*Instructions to follow:*
Can you copy the items word for word, from the very first line through the line containing "(360, 1389)", and stop there?

··········

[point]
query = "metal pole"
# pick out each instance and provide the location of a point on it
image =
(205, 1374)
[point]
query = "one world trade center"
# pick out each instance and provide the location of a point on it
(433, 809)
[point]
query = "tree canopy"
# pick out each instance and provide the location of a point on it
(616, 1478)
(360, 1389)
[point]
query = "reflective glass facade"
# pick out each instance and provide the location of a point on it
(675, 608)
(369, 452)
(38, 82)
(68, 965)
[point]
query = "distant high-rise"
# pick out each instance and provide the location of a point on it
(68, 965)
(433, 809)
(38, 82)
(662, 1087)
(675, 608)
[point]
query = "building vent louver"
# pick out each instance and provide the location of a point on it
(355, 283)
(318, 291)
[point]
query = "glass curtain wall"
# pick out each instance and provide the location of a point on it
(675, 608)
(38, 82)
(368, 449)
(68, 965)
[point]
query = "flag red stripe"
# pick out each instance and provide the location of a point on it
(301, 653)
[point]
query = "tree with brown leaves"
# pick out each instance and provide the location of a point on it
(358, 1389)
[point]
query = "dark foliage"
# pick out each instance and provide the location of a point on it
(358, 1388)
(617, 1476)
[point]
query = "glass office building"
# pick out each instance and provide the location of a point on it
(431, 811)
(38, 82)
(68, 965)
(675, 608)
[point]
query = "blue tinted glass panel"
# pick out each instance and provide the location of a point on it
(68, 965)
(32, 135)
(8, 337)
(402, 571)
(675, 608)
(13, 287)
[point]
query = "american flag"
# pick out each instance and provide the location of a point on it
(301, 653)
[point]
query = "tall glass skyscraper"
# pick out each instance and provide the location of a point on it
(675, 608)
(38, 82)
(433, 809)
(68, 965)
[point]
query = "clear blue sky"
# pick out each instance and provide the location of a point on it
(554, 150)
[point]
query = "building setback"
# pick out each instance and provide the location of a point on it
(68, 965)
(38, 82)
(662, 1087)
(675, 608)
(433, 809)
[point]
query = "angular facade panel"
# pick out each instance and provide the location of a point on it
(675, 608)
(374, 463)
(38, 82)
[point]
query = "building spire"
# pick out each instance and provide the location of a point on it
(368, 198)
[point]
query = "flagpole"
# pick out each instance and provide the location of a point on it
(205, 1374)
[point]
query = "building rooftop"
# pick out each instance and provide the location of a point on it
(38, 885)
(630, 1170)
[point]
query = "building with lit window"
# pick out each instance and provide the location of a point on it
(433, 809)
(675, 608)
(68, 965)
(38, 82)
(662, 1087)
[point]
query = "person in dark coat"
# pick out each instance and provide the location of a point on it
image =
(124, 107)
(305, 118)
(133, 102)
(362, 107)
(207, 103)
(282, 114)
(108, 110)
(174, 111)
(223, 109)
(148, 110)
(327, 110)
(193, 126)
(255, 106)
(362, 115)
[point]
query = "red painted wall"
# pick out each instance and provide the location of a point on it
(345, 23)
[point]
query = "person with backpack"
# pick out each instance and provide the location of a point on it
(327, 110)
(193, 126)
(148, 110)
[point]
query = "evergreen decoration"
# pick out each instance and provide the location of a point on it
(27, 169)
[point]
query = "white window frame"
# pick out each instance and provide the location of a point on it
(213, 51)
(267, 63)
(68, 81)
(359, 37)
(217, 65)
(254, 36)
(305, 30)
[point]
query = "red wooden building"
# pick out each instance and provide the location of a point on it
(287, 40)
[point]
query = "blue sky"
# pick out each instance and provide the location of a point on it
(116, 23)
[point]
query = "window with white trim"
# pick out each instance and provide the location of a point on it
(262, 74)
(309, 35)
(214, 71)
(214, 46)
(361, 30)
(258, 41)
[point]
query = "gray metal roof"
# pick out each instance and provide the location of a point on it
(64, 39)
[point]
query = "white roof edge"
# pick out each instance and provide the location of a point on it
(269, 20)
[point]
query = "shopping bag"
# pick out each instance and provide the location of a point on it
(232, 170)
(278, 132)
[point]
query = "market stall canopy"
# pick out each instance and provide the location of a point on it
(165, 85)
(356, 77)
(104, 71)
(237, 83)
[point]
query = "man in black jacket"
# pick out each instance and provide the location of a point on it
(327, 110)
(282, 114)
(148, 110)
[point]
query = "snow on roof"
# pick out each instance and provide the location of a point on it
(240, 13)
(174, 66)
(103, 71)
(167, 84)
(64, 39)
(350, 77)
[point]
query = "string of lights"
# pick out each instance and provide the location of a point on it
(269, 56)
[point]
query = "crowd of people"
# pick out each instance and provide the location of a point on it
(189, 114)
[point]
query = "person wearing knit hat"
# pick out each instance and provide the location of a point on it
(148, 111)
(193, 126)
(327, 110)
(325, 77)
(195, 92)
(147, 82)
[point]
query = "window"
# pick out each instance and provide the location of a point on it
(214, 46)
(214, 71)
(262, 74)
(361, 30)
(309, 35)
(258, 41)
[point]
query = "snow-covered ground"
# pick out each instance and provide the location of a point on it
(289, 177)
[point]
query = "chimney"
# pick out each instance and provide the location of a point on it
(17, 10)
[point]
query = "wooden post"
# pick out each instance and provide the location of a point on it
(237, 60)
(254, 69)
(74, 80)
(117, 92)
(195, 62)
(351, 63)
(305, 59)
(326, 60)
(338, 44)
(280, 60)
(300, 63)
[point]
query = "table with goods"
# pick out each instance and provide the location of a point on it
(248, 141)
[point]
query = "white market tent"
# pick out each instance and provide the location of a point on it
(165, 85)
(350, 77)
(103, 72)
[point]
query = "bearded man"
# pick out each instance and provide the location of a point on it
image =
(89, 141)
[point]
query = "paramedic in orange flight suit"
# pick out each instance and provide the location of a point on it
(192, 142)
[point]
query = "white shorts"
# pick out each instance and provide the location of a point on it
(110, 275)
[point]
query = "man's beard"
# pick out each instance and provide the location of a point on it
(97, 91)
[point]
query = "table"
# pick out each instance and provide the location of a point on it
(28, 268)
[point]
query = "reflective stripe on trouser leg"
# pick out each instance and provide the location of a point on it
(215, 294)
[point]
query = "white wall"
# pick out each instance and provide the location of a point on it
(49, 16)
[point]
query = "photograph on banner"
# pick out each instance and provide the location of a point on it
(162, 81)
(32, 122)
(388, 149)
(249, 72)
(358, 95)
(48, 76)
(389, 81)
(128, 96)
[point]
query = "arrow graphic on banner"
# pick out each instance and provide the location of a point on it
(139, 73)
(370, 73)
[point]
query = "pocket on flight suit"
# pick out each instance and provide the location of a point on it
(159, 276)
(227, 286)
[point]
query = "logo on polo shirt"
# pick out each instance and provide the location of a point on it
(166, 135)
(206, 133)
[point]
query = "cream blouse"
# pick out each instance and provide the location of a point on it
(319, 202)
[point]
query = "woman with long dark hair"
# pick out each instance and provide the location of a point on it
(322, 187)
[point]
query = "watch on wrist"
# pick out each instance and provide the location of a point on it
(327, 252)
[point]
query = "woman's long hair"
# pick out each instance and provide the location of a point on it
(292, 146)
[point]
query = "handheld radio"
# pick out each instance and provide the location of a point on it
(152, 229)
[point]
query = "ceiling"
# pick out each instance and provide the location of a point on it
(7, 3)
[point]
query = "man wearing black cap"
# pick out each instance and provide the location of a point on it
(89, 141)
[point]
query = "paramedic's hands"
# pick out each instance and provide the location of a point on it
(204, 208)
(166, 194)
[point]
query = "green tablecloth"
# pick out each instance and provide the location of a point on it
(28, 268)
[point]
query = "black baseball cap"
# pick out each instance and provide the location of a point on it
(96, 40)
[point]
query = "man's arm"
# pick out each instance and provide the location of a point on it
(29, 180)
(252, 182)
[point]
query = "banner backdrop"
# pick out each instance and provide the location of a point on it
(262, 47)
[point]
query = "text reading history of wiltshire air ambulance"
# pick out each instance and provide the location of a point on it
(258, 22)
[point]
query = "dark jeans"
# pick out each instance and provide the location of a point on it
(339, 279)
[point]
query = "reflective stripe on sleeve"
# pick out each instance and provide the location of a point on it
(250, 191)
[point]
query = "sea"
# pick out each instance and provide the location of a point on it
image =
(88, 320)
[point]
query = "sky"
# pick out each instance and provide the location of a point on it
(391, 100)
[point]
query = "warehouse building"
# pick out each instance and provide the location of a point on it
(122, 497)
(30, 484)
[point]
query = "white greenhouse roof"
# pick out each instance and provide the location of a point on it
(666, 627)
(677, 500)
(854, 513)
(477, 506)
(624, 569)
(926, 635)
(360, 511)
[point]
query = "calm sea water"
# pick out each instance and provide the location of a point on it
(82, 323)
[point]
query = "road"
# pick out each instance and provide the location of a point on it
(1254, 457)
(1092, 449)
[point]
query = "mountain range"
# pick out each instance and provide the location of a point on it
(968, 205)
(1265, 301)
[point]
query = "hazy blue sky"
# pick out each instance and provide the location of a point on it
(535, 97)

··········

*Result of this task:*
[point]
query = "metal pole"
# pick out each instance and provide the location of a point on it
image =
(205, 1374)
[point]
query = "one world trade center"
# pick out each instance and provide the location of a point on it
(433, 809)
[point]
query = "tree canopy"
# pick out each instance and provide the location of a point on it
(616, 1478)
(360, 1389)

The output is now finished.